Task 1: According to the page on the JSON helper scripts, which tag of FWCore/PythonUtilities, or later, includes mergeJSON.py?

Source document:
<<<<

A working example is:

edmLumisInFiles.py /afs/cern.ch/cms/Tutorials/TWIKI_DATA/CMSDataAnaSch/CMSDataAnaSch_Data_387.root

would give the following output

{"149011": [[575, 576], [699, 699]]

--intLumi will print the total integrated luminosity (recorded and delivered) to the screen (as well as a note pointing out that lumiCalc.py is the official method to calculate integrated luminosities; see the LumiCalc TWiki).

As with fjr2json.py, you can also use the --output option to save the results in a file.

filterJSON.py

filterJSON.py in FWCore/PythonUtilities (tag V01-04-00 or later) will read in a JSON formatted file and keep only runs that meet requested minimum or maximum run number.

filterJSON.py --min 140380 old.json

will print to the screen all runs greater than or equal to 140380.

filterJSON.py --min 140380 --max 141220 old.json --output new.json

will save to new.json all runs greater than or equal to 140380 and less than or equal to 141220.

You can also specify individual runs to be removed.

filterJSON.py --min 140380 --max 141220 --runs 140381,140385 --runs 140388 old.json --output new.json

will save to new.json all runs greater than or equal to 140380 and less than or equal to 141220 and explicitly removed runs 140381, 141385, and 141388. You can either add many runs with a comma separated list (e.g., 140381,140385) or you can use multiple --runs options.

csv2json.py

cvs2json.py in FWCore/PythonUtilities (tag V01-05-00 or later) will extract run and luminosity section in a CSV file and print output in JSON format. Uses --output option to save output to file (instead of printing to screen).

cvs2json.py input.csv --output output.json

By default, the script assumes that the 0th column is the run number and 1st column is the lumi section. You can control this with --runIndex and --lumiIndex options.

mergeJSON.py

mergeJSON.py in FWCore/PythonUtilities (tag V01-07-00 or later) will merge different JSON files together.

>>>>

Task 2: Count how many lines of the records contain the string "negative" and give only that number.

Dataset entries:
<<<<

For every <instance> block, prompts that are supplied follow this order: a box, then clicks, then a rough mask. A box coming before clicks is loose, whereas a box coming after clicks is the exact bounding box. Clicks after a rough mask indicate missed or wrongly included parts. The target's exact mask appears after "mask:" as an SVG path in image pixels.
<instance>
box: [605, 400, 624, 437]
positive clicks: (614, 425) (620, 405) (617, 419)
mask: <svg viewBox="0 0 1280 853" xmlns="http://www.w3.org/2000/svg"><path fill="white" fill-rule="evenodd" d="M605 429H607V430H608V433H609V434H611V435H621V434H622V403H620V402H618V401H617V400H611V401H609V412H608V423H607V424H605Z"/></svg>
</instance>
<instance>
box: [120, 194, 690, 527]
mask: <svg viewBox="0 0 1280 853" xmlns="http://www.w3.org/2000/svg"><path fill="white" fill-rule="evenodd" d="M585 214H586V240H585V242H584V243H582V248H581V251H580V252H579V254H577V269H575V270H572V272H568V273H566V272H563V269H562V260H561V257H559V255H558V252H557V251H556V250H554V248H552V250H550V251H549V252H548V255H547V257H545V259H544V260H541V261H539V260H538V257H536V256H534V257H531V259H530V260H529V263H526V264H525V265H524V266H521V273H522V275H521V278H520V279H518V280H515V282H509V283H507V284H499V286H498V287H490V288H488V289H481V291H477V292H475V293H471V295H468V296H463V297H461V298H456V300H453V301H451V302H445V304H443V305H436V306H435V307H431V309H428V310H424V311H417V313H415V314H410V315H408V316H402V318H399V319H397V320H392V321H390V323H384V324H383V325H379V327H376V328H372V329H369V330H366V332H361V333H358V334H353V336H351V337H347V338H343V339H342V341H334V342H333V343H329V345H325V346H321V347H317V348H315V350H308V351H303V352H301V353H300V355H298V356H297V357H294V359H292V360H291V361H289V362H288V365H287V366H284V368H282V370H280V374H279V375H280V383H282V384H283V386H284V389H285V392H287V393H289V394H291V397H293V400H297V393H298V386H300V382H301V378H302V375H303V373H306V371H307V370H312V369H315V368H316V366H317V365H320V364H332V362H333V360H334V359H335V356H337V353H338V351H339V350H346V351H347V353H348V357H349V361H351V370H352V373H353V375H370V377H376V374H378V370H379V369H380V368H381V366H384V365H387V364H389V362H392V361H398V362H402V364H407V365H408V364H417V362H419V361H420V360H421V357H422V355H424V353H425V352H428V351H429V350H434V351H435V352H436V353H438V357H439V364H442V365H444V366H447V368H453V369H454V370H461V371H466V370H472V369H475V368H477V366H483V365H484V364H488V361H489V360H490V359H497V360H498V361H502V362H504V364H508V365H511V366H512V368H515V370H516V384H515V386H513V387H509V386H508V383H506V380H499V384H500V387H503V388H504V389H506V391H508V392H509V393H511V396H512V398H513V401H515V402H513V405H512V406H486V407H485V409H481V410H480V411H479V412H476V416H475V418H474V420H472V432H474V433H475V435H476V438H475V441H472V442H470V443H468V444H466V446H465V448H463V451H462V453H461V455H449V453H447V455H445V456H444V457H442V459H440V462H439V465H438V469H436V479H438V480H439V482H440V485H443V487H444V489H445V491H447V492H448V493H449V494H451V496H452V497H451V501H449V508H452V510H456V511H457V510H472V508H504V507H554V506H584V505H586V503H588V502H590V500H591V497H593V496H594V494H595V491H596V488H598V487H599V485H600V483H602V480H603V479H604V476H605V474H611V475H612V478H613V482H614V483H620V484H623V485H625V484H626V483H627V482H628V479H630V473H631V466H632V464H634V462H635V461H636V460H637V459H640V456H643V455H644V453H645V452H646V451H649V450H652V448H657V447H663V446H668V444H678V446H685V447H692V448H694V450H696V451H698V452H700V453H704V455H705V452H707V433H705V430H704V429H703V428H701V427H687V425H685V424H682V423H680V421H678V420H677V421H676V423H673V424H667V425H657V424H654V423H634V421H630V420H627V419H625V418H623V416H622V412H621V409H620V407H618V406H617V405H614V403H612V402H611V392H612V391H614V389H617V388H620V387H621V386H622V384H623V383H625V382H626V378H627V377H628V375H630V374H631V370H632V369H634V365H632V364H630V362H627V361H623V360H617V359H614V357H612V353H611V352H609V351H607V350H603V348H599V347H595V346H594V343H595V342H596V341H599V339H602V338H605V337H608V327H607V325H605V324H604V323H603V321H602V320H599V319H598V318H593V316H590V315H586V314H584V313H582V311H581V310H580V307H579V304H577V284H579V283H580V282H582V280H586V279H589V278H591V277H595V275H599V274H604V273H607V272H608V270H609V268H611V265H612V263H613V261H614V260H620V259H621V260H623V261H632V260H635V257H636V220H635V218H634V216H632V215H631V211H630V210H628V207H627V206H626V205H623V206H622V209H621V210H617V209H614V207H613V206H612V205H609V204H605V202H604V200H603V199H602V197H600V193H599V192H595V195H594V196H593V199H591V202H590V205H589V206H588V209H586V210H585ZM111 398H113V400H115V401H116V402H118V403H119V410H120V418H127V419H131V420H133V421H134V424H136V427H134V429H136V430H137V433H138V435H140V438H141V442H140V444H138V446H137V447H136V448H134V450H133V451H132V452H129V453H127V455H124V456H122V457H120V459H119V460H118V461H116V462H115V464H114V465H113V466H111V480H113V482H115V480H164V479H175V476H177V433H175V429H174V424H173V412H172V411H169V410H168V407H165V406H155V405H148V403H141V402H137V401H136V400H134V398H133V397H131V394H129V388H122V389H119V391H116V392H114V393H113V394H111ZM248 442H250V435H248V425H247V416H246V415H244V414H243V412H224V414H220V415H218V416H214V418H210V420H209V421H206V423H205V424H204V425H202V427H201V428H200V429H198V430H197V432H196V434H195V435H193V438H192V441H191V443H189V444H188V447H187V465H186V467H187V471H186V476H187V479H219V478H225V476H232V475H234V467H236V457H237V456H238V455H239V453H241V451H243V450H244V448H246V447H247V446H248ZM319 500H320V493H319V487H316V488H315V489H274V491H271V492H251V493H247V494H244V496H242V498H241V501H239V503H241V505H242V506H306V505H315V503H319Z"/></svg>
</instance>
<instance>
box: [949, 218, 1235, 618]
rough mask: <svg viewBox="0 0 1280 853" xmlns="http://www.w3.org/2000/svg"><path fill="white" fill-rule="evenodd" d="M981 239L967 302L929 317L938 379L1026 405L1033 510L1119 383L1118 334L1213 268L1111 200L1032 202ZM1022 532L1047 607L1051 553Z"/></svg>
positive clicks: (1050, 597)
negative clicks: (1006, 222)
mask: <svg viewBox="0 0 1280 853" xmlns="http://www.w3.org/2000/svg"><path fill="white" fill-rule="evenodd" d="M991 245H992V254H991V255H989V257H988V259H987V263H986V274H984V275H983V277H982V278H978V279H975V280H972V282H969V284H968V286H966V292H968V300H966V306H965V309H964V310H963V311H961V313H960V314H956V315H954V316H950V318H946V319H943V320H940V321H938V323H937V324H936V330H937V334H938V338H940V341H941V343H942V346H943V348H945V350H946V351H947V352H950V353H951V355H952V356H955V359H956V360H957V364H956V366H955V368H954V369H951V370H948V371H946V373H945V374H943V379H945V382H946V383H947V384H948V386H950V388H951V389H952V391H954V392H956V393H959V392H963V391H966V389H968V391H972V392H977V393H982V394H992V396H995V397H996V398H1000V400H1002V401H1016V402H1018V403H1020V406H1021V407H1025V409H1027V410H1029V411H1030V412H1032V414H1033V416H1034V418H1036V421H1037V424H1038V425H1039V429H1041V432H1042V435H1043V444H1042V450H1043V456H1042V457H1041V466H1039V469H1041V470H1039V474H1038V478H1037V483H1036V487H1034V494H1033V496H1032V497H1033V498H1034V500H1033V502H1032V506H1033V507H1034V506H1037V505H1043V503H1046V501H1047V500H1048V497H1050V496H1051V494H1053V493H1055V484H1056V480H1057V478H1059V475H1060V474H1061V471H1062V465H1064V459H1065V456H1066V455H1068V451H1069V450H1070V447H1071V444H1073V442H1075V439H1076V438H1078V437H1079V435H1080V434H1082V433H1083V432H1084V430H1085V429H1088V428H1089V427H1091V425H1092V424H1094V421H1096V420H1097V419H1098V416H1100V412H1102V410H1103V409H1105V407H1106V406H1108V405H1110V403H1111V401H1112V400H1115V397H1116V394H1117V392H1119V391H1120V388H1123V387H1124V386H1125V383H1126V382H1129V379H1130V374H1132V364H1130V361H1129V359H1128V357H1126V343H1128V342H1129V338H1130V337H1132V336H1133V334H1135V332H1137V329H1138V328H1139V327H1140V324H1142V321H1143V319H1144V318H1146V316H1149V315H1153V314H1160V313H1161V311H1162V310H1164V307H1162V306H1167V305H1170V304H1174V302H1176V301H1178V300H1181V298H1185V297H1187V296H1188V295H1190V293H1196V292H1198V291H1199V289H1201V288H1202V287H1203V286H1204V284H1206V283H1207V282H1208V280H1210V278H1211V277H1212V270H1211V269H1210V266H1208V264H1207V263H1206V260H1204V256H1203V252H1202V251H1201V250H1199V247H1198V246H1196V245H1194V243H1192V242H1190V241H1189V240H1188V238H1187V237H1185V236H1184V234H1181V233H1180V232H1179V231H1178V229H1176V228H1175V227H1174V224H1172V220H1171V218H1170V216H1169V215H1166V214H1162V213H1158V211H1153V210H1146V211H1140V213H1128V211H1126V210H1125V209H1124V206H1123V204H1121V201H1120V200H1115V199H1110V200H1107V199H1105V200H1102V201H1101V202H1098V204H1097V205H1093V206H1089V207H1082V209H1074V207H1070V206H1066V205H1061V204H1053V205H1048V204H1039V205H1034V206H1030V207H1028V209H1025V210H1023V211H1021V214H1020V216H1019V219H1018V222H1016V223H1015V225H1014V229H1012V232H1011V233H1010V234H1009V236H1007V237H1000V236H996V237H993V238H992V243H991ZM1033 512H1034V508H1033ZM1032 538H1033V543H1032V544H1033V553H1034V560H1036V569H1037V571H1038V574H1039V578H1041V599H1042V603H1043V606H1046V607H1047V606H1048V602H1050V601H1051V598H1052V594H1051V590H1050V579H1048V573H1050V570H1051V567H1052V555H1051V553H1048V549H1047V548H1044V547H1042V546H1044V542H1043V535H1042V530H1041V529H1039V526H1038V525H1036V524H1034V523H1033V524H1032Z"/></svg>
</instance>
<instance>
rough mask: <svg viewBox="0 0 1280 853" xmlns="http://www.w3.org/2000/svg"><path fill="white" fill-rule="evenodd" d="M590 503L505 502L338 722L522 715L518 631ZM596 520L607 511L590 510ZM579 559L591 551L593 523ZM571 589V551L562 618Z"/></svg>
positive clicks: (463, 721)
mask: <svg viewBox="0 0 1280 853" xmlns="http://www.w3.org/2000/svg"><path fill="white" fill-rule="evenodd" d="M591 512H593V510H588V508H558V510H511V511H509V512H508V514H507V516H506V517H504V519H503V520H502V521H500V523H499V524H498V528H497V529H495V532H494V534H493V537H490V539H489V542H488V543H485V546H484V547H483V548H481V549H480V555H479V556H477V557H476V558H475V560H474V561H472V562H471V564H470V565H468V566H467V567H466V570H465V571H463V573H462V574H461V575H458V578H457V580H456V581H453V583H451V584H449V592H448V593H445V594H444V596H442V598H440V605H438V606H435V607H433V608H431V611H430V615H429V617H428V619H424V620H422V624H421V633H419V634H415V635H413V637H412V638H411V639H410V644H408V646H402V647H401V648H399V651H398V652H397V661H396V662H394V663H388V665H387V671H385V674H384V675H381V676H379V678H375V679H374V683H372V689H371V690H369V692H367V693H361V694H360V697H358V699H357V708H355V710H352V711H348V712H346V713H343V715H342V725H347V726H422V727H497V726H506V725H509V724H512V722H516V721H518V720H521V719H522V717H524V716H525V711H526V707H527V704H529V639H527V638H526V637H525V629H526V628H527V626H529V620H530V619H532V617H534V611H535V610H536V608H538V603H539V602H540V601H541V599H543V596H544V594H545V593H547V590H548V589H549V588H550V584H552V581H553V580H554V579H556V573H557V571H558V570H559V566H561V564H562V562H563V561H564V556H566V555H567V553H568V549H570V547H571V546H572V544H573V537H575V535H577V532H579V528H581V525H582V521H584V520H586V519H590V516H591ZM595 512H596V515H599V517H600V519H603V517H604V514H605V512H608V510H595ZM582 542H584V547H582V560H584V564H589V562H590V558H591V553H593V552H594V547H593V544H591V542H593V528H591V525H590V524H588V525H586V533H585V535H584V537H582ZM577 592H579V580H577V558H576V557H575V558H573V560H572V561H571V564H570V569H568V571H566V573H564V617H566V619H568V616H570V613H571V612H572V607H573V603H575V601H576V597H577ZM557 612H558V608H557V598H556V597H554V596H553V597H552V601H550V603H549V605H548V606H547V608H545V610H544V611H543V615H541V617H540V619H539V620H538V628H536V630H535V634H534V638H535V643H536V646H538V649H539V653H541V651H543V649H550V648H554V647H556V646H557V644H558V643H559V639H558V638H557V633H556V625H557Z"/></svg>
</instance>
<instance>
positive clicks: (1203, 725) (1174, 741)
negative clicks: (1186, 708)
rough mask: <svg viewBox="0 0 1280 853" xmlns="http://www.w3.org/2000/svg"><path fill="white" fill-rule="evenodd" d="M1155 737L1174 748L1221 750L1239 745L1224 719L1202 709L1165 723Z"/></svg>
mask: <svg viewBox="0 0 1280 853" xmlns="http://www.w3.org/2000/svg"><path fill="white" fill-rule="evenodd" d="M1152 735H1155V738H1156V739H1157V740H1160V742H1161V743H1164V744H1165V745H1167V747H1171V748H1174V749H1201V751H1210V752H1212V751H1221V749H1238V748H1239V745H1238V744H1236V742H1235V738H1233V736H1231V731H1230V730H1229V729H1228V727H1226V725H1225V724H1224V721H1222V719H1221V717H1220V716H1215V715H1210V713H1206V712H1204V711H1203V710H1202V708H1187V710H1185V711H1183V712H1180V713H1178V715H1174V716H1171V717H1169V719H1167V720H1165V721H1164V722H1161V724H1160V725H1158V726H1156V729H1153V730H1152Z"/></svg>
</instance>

>>>>

Task answer 1: Tag V01-07-00 or later.

Task answer 2: 2